Exercise description:
Extract every one of the lines below and copy them word for word, leaving out the pictures.

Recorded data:
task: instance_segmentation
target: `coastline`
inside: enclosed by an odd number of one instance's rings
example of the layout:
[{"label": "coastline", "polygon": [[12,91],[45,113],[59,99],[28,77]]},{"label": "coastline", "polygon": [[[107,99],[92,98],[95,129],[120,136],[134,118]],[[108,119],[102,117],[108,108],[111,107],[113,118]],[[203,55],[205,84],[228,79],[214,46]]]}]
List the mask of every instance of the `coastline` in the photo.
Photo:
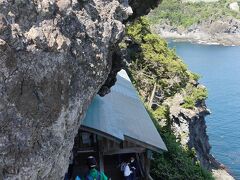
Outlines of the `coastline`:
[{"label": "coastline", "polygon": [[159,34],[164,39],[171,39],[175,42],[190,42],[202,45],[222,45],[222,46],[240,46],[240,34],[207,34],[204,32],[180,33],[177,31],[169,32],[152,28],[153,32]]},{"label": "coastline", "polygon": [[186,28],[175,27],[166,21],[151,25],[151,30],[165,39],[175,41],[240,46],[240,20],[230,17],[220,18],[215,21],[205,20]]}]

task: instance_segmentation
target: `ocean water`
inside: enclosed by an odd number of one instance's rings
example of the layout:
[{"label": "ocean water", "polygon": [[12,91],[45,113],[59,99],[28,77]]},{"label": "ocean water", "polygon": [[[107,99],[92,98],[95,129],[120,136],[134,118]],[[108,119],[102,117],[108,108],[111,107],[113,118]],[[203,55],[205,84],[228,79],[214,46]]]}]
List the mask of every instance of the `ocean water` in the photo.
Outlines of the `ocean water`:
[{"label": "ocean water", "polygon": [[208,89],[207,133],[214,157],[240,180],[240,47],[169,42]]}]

Response below:
task: instance_segmentation
target: `coastline`
inside: enclosed by an odd number of one instance's rings
example of the layout:
[{"label": "coastline", "polygon": [[12,91],[45,113],[59,99],[28,77]]},{"label": "coastline", "polygon": [[[107,99],[92,98],[95,129],[120,136],[134,118]],[[108,119],[102,117],[108,108],[111,107],[113,118]],[[203,55],[205,84],[228,79],[214,46]]]}]
List the mask of every instance of the `coastline` in the photo.
Photo:
Outlines of the `coastline`:
[{"label": "coastline", "polygon": [[159,34],[164,39],[171,39],[175,42],[190,42],[202,45],[222,45],[222,46],[240,46],[240,34],[207,34],[204,32],[180,33],[177,31],[169,32],[152,28],[153,32]]},{"label": "coastline", "polygon": [[186,28],[175,27],[166,21],[151,25],[151,30],[165,39],[175,41],[240,46],[240,20],[230,17],[220,18],[215,21],[205,20]]}]

task: instance_segmentation
target: `ocean water`
inside: enclosed by an odd number of one instance's rings
example of the layout:
[{"label": "ocean water", "polygon": [[12,91],[45,113],[59,99],[28,77]]},{"label": "ocean water", "polygon": [[[107,99],[92,98],[95,129],[120,136],[134,118]],[[108,119],[102,117],[108,108],[111,107],[113,118]],[[203,55],[205,84],[228,79],[214,46]]]}]
List the mask of every instance of the `ocean water` in the photo.
Outlines of the `ocean water`:
[{"label": "ocean water", "polygon": [[208,89],[207,133],[214,157],[240,180],[240,47],[169,42]]}]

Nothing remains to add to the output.